**What to do**
**1)** In the excerpt on museum curation, where is William Mills Ivins's notebook now held?
**2)** Copy the excerpt on museum curation word for word, from "Soon after the" up to and including "of societal values.".

**Extract to read**
Michaela R. Haffner, Amon Carter Museum of Art, Fort Worth, TX
Sofia Ortega-Guerrero, Art Institute of Chicago
Virginia M. G. Anderson, Baltimore Museum of Art
Caroline Culp, Chrysler Museum of Art, Norfolk, VA
Austen Barron Bailly, Crystal Bridges Museum of American Art, Bentonville, AK
Emma Acker, de Young Museum, San Francisco
Katherine Jentleson and Anni A. Pullagura, High Museum of Art, Atlanta
Nandini Makrandi and Lauren Nye, Hunter Museum, Chattanooga, TN
Adrienne Spinozzi and Sylvia Yount, The Metropolitan Museum of Art, New York
Thomas Busciglio-Ritter, Milwaukee Art Museum
Elizabeth Driscoll Smith, Museum of Fine Arts, Boston
Kaylin H. Weber and Christine Gervais, Museum of Fine Arts, Houston
Petra Slinkard, Peabody Essex Museum, Salem, MA
Kathleen A. Foster and Julia Hamer-Light, Philadelphia Museum of Art
Melissa Wolfe and Amy Torbert, Saint Louis Art Museum
Theresa Papanikolas, Seattle Art Museum
Siera Hyte and Leo Mazow, Virginia Museum of Fine Arts, Richmond
Erin Monroe and Katherine Tycz, The Wadsworth, Hartford, CT
Karen Sherry, Worcester Art Museum, MA

Soon after the US sesquicentennial was celebrated in 1926, Metropolitan Museum of Art curator William Mills Ivins mused about the function of art museums. In a notebook now in the Archives of American Art, he wrote, “Each period picks out of the past the things that appeal to it and ignores the rest.” He then clarified with his characteristic sardonic edge that “the ‘selective’ collection [is] merely a reflection of the taste of its own time” (fig. 1).1 Thus, almost a century ago, Ivins argued that curatorial decisions were informed by cultural impulses, establishing the museum as a mirror of societal values.

Open book with handwritten notes on the right-hand page, under the header "What is the purpose of a museum?"

**Data listing**
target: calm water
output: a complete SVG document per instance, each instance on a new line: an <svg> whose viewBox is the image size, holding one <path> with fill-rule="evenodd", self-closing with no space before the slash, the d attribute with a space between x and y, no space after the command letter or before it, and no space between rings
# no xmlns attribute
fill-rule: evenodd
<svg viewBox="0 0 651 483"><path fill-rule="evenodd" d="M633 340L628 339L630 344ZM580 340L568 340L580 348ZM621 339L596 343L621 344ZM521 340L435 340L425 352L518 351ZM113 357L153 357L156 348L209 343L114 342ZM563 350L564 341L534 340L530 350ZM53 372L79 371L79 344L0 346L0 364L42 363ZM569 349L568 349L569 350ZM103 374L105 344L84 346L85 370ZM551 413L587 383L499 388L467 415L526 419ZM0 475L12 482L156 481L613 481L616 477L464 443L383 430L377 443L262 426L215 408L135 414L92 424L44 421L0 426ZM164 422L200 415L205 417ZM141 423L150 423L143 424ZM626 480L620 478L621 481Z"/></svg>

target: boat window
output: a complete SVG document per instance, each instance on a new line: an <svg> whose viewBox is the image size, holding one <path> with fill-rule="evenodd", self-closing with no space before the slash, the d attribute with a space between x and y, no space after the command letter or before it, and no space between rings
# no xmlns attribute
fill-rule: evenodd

**Responses in order**
**1)** In the Archives of American Art.

**2)**
Soon after the US sesquicentennial was celebrated in 1926, Metropolitan Museum of Art curator William Mills Ivins mused about the function of art museums. In a notebook now in the Archives of American Art, he wrote, “Each period picks out of the past the things that appeal to it and ignores the rest.” He then clarified with his characteristic sardonic edge that “the ‘selective’ collection [is] merely a reflection of the taste of its own time” (fig. 1).1 Thus, almost a century ago, Ivins argued that curatorial decisions were informed by cultural impulses, establishing the museum as a mirror of societal values.